### Request:
Print the registration rights passage from "In addition, the" up to and including "Registratble Securities outstanding.", word for word.

### Text segment:
>>
Registration Rights Agreement for Debt
 
In connection with the issuance of the New CCH II Notes, CCH II, CCH II Capital Corp. (together with CCH II, the “Issuers”), certain holders of the Crossover Committee and CII entered into an Exchange and Registration Rights Agreement (the “Exchange Registration Rights Agreement”). Pursuant to the Exchange Registration Rights Agreement, among other things, the Issuers agreed to use their commercially reasonable efforts to file under the Securities Act, on or prior to January 15, 2010, a registration statement relating to an offer to exchange (such registration statement, the “Exchange Offer Registration Statement”, and such offer, the “Exchange Offer”) all New CCH II Notes that are Definitive Notes (as defined in the Indenture) at the time the Exchange Offer Registration Statement is declared effective by the SEC, for a like aggregate principal amount of New CCH II Notes issued by the Issuers, substantially identical in all material respects to the New CCH II Notes (except that such New CCH II Notes will not contain terms with respect to transfer restrictions)  (the “Exchange Notes”), and use their commercially reasonable efforts to cause the Exchange Offer Registration Statement to be declared effective under the Securities Act as soon as practicable but in no event later than June 30, 2010.
 
In addition, the Issuers have agreed to use their commercially reasonable efforts to, as soon as practicable after the Effective Date, but in no event later than June 30, 2010, file a shelf registration statement providing for the registration of, and the sale on a continuous or delayed basis by holders of, all the Registrable Securities (as defined
 
5

 
in the Exchange Registration Rights Agreement) held by Restricted Holders (as defined in the Exchange Registration Rights Agreement), and to cause such registration statement to be declared effective by the SEC as soon as practicable but in no event later than ninety (90) days after such obligation to file arises and to keep such registration statement continuously effective for a period ending at such time at there are no longer Registratble Securities outstanding.
<<
### Dataset excerpt:
>>
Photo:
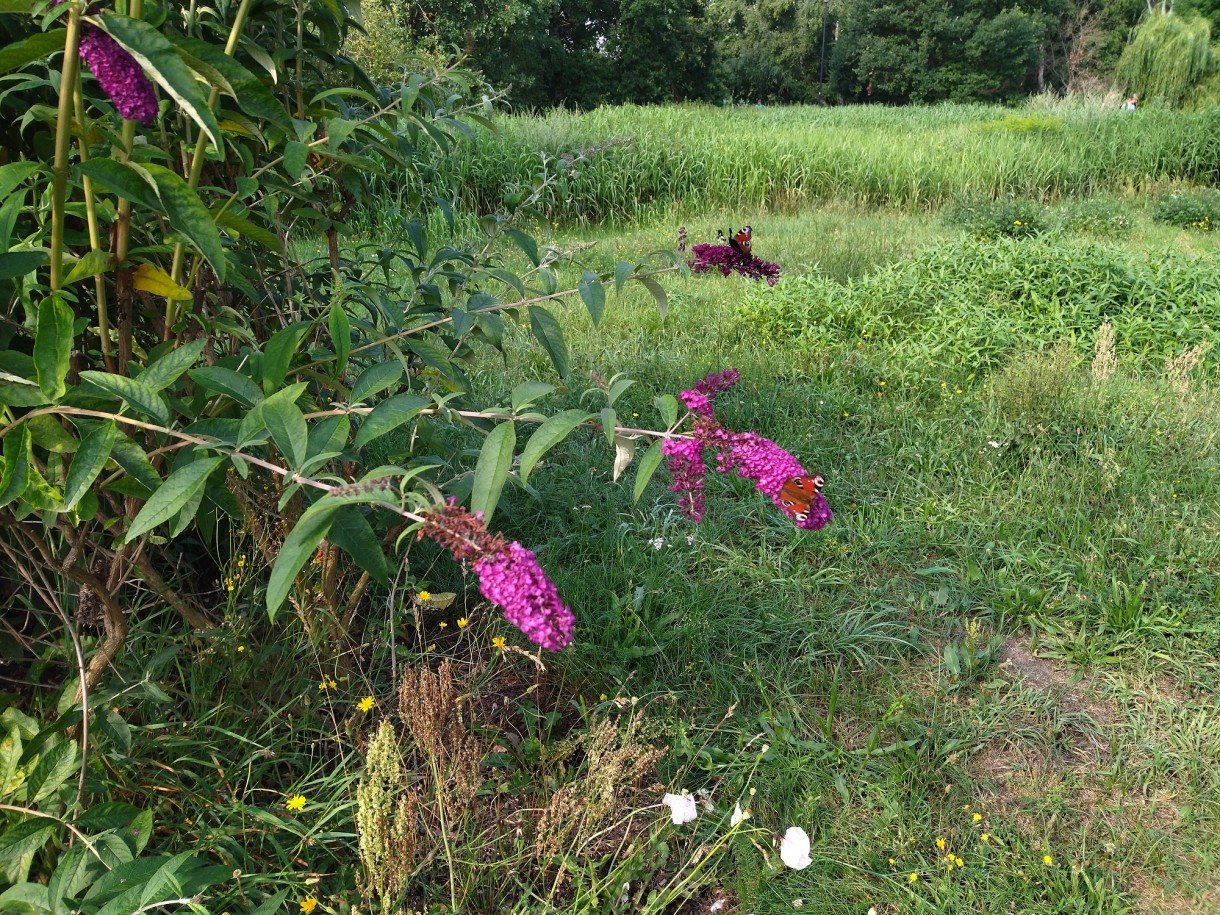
<<
### Answer:
In addition, the Issuers have agreed to use their commercially reasonable efforts to, as soon as practicable after the Effective Date, but in no event later than June 30, 2010, file a shelf registration statement providing for the registration of, and the sale on a continuous or delayed basis by holders of, all the Registrable Securities (as defined
 
5

 
in the Exchange Registration Rights Agreement) held by Restricted Holders (as defined in the Exchange Registration Rights Agreement), and to cause such registration statement to be declared effective by the SEC as soon as practicable but in no event later than ninety (90) days after such obligation to file arises and to keep such registration statement continuously effective for a period ending at such time at there are no longer Registratble Securities outstanding.